_Data supplied_
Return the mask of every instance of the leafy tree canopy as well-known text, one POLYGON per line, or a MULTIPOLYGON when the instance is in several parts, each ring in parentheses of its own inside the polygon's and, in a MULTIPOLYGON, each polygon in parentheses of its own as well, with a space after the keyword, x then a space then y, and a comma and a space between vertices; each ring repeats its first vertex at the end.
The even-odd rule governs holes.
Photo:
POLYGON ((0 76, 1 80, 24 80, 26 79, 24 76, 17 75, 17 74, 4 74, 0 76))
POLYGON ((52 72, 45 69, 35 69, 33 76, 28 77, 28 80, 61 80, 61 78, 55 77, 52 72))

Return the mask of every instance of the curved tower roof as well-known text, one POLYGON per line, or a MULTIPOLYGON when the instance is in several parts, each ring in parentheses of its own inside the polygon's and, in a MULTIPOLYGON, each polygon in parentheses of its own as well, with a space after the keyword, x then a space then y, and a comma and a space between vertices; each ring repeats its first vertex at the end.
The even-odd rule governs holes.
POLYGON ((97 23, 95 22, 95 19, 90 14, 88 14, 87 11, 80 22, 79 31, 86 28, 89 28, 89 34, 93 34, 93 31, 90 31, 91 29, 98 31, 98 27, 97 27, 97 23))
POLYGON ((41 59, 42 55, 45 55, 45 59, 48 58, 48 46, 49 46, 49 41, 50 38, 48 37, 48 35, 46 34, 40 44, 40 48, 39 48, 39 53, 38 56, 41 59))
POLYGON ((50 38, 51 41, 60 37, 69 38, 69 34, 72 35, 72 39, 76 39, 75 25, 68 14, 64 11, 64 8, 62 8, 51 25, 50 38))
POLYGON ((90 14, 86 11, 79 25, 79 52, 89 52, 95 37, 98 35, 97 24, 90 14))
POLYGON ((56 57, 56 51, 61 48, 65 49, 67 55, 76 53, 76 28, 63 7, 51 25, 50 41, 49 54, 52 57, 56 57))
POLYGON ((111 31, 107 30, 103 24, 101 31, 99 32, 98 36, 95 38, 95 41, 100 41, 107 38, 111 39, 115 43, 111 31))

_What to produce_
Write every line of the material above again, exactly.

_Output of the task_
Return the mask of every instance of the leafy tree canopy as well-known text, one POLYGON per line, or a MULTIPOLYGON when the instance is in several parts, each ring in parentheses of its own inside the polygon's and, in a MULTIPOLYGON, each polygon in parentheses of its own as well, with a space after the keyword, x then a space then y, and a comma and a space between vertices; each ring repeats its first vertex at the end.
The even-odd rule governs holes.
Photo:
POLYGON ((0 76, 1 80, 24 80, 26 79, 24 76, 17 75, 17 74, 4 74, 0 76))
POLYGON ((52 72, 45 69, 35 69, 33 76, 28 77, 28 80, 61 80, 61 78, 55 77, 52 72))

Return the mask of every instance of the curved tower roof as well-known text, one POLYGON per line, or a MULTIPOLYGON when the instance is in several parts, each ring in parentheses of its own inside the polygon's and, in a MULTIPOLYGON, each polygon in parentheses of its own as well, with a space after the keyword, x then a space then y, and a comma and a space between vertices; each ring repeats its first vertex at the end.
The even-odd rule governs holes.
POLYGON ((97 23, 95 22, 95 19, 90 14, 88 14, 87 11, 80 22, 79 31, 86 28, 89 28, 89 34, 93 34, 93 31, 90 31, 91 29, 98 31, 98 27, 97 27, 97 23))
POLYGON ((41 59, 42 55, 45 55, 45 59, 48 58, 48 46, 49 46, 49 41, 50 38, 48 37, 48 35, 46 34, 40 44, 40 48, 39 48, 39 53, 38 56, 41 59))
POLYGON ((50 38, 51 41, 60 37, 69 38, 69 34, 72 35, 72 39, 76 39, 75 25, 68 14, 64 11, 64 8, 62 8, 51 25, 50 38))
POLYGON ((90 14, 86 11, 79 25, 79 52, 89 52, 95 37, 98 35, 97 24, 90 14))
POLYGON ((56 57, 56 51, 61 48, 65 49, 67 55, 76 53, 76 28, 63 7, 51 25, 50 41, 49 54, 52 57, 56 57))
POLYGON ((111 31, 107 30, 103 24, 101 31, 99 32, 98 36, 95 38, 95 41, 100 41, 107 38, 111 39, 115 43, 111 31))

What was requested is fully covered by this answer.